> _Passage given_
Thursday, January 14, 2021

Donald Trump and the Art of the Little Lie

 Hitler’s discussion of the “big lie” is widely cited, but often incorrectly.  His discussion in Mein Kampf is as follows:

But it remained for the Jews, with their unqualified capacity for falsehood, and their fighting comrades, the Marxists, to impute responsibility for the downfall precisely to the man who alone had shown a superhuman will and energy in his effort to prevent the catastrophe which he had foreseen and to save the nation from that hour of complete overthrow and shame. By placing responsibility for the loss of the world war on the shoulders of Ludendorff they took away the weapon of moral right from the only adversary dangerous enough to be likely to succeed in bringing the betrayers of the Fatherland to Justice.

All this was inspired by the principle—which is quite true within itself—that in the big lie there is always a certain force of credibility; because the broad masses of a nation are always more easily corrupted in the deeper strata of their emotional nature than consciously or voluntarily; and thus in the primitive simplicity of their minds they more readily fall victims to the big lie than the small lie, since they themselves often tell small lies in little matters but would be ashamed to resort to large-scale falsehoods.

> _Input material_

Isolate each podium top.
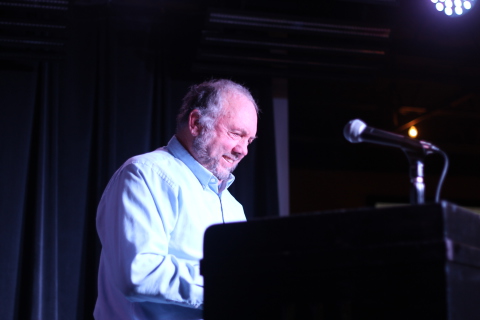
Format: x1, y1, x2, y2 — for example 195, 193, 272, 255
---
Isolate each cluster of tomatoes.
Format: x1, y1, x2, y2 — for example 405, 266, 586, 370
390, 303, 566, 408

> _To do_
• a. In the post on Donald Trump and the little lie, on whose shoulders does the quoted passage say responsibility for the loss of the world war was placed?
• b. Rescale the records starting at the line containing "Isolate each cluster of tomatoes." and ending at the line containing "390, 303, 566, 408", both included. Reproduce those lines in full, requests included, with every coordinate in the answers multiplied by 0.5 and rounded to a whole number, halves rounded up.
The records have no connection to the passage above them.

> _Results_
• a. Ludendorff's.

• b.
Isolate each cluster of tomatoes.
Format: x1, y1, x2, y2 — for example 405, 266, 586, 370
195, 152, 283, 204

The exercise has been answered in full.